Task => A faithful copy is needed. Set down all of the data below exactly.

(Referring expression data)
*** Block opens ***

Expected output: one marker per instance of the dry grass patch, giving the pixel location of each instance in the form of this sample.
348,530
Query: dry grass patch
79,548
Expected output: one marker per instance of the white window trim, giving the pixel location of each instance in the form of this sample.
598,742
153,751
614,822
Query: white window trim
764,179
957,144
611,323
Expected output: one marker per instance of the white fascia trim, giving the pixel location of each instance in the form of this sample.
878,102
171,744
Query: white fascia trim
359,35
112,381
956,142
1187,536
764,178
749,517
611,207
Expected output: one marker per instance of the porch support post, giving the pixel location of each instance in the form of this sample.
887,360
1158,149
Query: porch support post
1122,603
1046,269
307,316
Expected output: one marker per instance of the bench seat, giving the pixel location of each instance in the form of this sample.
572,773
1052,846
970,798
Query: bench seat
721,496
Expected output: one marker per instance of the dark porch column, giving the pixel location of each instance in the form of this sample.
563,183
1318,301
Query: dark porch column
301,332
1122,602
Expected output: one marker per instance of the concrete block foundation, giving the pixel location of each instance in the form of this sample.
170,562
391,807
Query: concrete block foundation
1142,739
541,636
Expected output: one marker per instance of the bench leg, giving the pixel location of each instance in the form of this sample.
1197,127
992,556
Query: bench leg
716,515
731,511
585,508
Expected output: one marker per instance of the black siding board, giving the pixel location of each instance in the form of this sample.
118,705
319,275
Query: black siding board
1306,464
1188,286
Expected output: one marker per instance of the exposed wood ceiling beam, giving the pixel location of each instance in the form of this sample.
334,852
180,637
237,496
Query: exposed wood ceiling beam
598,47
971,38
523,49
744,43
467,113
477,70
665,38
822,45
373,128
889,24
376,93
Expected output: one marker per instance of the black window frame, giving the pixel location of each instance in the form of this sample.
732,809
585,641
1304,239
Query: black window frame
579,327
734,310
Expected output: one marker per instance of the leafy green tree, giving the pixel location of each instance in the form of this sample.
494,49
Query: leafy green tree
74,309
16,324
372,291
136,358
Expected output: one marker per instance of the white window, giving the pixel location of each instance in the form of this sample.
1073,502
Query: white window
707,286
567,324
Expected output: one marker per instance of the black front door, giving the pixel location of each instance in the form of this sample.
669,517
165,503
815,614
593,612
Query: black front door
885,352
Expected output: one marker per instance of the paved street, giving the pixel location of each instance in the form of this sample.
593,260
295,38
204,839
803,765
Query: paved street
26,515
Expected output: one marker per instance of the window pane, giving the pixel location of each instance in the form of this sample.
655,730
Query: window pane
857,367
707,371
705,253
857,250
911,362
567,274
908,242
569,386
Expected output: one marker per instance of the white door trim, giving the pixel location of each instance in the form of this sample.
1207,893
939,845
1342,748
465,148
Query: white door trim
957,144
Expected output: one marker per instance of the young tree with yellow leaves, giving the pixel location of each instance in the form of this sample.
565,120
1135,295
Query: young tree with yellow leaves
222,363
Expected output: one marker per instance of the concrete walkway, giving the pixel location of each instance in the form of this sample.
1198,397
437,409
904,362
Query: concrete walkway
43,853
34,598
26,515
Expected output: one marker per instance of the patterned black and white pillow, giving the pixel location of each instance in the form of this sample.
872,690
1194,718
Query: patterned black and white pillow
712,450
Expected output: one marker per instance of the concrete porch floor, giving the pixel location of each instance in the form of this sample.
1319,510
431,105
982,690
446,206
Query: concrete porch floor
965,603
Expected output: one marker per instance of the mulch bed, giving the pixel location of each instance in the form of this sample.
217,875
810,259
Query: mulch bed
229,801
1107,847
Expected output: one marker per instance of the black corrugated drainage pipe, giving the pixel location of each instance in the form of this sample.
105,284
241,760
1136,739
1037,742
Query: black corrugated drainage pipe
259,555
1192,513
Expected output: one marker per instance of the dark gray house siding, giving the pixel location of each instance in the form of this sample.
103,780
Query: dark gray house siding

*** Block closes ***

Finished task =>
Expected output: one marker per instance of the dry grass patch, giving the pixel location of each instance in the form of this sample.
348,530
Query: dry grass patch
79,548
Expected output: one marker per instance of the white window trim, giving the pixel location of each instance in the form of this sample.
598,742
153,751
614,822
Query: white window trim
764,179
957,144
611,323
Expected output: one marker per instance of the white fascia trim, giving the pixel location of each instance in the form of this sample.
878,102
171,744
Query: white fascia trim
359,35
112,381
956,142
1187,536
764,178
749,517
611,207
Expected output: one marker per instance of the porch support post, giving the pixel location of each instance in the form of this sample.
887,360
1158,149
Query: porch support post
1122,603
1046,269
307,316
Expected output: one marker per instance of the bench seat, giving the pixel location of each instance in the form of this sample.
572,773
1052,846
970,798
Query: bench seat
721,496
Expected output: one marker per instance of the dark porch column, giving the pixel location of each instance in the form of this sample.
563,183
1318,301
Query: dark porch column
301,332
1122,602
Expected output: one marker per instance of the concrete block foundation, giving the pixel location of each instance in the form of this sample.
170,562
391,807
Query: concrete block foundation
1142,739
541,636
Expected output: one marker per instance of the bench leg, giving the pixel location of each instance in the form of this sample.
1197,127
992,556
Query: bench leg
716,515
731,511
585,508
Expected output: one marker per instance of the black siding board, giving the pixel location of each instance in the form of this sample.
118,705
319,275
Query: black siding board
1306,464
1188,286
Expected output: one marker per instance of the exposed wood ceiling beam, giving the pixel location of each instance in the form of this sample.
334,852
180,637
237,496
Query: exposed wood ceiling beam
598,47
971,38
523,49
744,43
467,113
477,70
665,38
822,45
373,128
889,24
376,93
Expected output: one marker per instance of the black window frame, giving the pixel location of each instance in the form of this sample.
732,809
585,641
1304,239
Query: black window frame
579,327
734,310
Expected output: one marker per instance of the leafy green tree, giving the pixel location of each instance in the form of this sample.
494,49
Query: leafy green tree
74,309
16,324
372,291
136,358
Expected output: one marker per instance of the white window, giving the pixel location of each instance in the form of this sample.
1073,502
Query: white window
707,286
567,324
Expected output: one marker per instance of the black front door, giving the pixel location of each instance in the form of this sample.
669,517
165,503
815,614
593,612
Query: black front door
885,352
Expected output: one marker per instance of the paved street, giving the pixel location of each instance in the form of this sample.
593,260
295,38
204,839
803,765
Query: paved street
26,515
Expected output: one marker per instance of the window pane, giving the pixel location of each instance in the form of this sample.
655,730
Query: window pane
857,367
707,371
705,253
857,250
911,362
567,274
908,242
569,386
Expected output: one marker per instance of the white door trim, giving the pixel location of each instance in the form of this sample.
1207,893
939,845
1342,748
465,148
Query: white door trim
957,144
Expected output: one marker per instance of the young tree with yellow leaves, giving the pixel location of each instance in the form of this sample.
565,120
1135,295
Query: young tree with yellow leaves
222,363
Expected output: one marker per instance of the concrete walkway, giving the pixel location of each instance in the form of this sample.
1198,397
437,409
904,362
Query: concrete walkway
43,853
34,598
26,515
Expected output: one marker per instance of the patterned black and white pillow, giving the pixel location of each instance in the form of this sample.
872,690
1194,718
Query: patterned black and white pillow
712,450
Expected output: one marker per instance of the concrete porch floor, giving the pixel location of each instance in the form of this sample.
1319,510
431,105
982,690
446,206
Query: concrete porch floor
965,603
Expected output: one marker per instance of the mulch bed, giving the pixel location of each instance in the form of this sample.
217,875
810,259
Query: mulch bed
229,801
1107,847
Expected output: one marker per instance of the black corrugated drainage pipe, giving the pixel location of each instance in the form of this sample.
105,284
241,760
1136,739
1037,742
Query: black corrugated drainage pipe
259,555
1192,513
Expected output: one marker per instance of the dark gray house siding, giving the pixel location of each instance in the form of this sample.
103,780
Query: dark gray house siding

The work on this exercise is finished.